▸ **RECORDS PROVIDED**:
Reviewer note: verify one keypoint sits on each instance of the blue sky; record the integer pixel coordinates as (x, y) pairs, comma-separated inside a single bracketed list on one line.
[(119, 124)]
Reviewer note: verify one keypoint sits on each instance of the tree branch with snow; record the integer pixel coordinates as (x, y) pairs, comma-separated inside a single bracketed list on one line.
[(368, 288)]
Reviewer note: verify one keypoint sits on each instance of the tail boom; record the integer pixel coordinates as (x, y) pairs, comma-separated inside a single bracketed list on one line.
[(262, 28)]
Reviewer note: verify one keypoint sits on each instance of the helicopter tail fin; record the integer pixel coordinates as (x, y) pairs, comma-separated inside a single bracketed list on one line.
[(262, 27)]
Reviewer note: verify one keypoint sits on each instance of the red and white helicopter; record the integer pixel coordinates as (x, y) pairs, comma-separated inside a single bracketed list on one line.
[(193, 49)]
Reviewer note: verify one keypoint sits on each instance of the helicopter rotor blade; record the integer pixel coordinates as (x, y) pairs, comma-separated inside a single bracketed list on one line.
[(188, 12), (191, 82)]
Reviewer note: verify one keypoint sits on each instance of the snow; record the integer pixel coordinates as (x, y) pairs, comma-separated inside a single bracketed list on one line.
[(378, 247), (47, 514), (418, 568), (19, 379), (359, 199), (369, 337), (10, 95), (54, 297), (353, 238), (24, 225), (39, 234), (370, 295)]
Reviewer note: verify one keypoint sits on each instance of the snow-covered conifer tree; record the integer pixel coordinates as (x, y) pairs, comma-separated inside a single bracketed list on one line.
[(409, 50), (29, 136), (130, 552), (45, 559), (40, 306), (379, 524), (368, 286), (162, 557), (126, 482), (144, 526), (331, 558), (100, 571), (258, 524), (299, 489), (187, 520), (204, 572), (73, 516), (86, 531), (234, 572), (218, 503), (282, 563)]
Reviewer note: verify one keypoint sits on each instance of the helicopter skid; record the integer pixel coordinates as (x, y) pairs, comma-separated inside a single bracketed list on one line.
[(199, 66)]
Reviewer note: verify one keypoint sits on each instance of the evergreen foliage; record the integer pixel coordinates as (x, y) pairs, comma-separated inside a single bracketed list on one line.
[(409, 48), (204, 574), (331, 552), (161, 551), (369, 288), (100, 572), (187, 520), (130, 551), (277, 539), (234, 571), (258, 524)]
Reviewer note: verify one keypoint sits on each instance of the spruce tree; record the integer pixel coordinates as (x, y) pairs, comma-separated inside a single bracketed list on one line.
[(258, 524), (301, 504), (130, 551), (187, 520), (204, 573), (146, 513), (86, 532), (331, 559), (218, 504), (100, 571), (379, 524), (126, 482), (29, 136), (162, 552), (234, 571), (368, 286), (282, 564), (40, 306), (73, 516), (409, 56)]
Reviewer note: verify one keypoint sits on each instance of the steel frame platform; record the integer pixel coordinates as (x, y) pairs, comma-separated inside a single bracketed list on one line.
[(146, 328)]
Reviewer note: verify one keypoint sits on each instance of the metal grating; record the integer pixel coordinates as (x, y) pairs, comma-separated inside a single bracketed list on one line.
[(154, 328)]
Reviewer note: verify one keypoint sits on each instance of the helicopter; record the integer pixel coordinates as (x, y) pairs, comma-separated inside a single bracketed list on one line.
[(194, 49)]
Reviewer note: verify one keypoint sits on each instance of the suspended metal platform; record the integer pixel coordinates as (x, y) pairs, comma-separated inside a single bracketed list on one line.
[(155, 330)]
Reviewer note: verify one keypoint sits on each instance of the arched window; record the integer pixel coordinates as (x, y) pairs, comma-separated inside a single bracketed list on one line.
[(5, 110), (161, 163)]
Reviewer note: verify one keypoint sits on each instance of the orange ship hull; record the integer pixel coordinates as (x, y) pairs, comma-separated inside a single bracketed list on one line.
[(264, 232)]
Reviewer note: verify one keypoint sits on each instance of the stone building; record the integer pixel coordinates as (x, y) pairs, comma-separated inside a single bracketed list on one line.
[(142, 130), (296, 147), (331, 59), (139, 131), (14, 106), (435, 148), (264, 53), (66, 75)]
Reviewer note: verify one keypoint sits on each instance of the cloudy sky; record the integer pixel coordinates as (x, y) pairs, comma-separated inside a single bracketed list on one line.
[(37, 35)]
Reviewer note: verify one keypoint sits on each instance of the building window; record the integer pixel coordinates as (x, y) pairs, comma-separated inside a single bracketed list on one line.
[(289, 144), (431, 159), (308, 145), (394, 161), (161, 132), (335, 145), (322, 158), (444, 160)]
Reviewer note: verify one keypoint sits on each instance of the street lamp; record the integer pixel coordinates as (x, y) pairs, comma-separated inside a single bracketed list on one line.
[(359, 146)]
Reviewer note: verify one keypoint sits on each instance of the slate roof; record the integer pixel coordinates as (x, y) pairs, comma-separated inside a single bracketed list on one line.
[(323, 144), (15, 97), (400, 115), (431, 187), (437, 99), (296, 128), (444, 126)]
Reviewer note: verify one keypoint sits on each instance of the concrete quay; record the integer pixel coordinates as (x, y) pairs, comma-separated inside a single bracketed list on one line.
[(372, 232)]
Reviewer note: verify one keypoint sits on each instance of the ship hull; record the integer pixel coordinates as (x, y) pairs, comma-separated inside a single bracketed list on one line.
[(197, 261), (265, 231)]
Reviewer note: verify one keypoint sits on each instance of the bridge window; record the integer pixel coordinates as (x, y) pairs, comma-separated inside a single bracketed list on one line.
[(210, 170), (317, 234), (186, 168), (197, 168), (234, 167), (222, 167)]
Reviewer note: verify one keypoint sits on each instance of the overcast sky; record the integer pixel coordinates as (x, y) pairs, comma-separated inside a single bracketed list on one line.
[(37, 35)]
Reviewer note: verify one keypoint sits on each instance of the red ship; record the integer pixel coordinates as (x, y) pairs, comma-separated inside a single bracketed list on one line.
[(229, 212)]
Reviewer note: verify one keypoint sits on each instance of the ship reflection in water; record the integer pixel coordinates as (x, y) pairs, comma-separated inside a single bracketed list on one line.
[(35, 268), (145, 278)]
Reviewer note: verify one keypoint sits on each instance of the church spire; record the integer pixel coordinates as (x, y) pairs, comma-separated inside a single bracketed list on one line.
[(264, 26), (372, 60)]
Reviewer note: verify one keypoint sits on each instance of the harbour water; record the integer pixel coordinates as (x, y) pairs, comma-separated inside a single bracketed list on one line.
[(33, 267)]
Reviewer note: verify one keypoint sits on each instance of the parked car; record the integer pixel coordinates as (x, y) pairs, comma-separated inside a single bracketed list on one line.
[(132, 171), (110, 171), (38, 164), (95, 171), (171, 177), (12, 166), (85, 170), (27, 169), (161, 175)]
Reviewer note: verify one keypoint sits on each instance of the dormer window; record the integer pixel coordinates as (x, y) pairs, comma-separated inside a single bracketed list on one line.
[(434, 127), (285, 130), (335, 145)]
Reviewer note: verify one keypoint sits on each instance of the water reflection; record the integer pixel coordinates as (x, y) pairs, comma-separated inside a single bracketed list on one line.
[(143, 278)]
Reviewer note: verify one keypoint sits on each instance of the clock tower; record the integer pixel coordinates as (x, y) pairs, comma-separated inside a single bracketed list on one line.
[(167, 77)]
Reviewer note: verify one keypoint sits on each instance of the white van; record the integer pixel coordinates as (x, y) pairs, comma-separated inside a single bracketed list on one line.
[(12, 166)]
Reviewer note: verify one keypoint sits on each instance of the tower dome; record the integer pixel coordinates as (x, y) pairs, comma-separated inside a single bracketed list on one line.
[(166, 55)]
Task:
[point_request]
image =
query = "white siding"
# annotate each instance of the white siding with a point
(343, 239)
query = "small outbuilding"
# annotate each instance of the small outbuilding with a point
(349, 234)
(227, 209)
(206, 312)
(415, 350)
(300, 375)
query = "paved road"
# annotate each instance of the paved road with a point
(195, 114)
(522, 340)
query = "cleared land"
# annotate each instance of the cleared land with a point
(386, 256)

▸ **YOUR GOAL**: The word to look for is "query"; copy out every line of the entries that holds it.

▸ **SOLVED PROBLEM**:
query = "white siding"
query = "small outbuilding"
query = "paved road"
query = "cleared land"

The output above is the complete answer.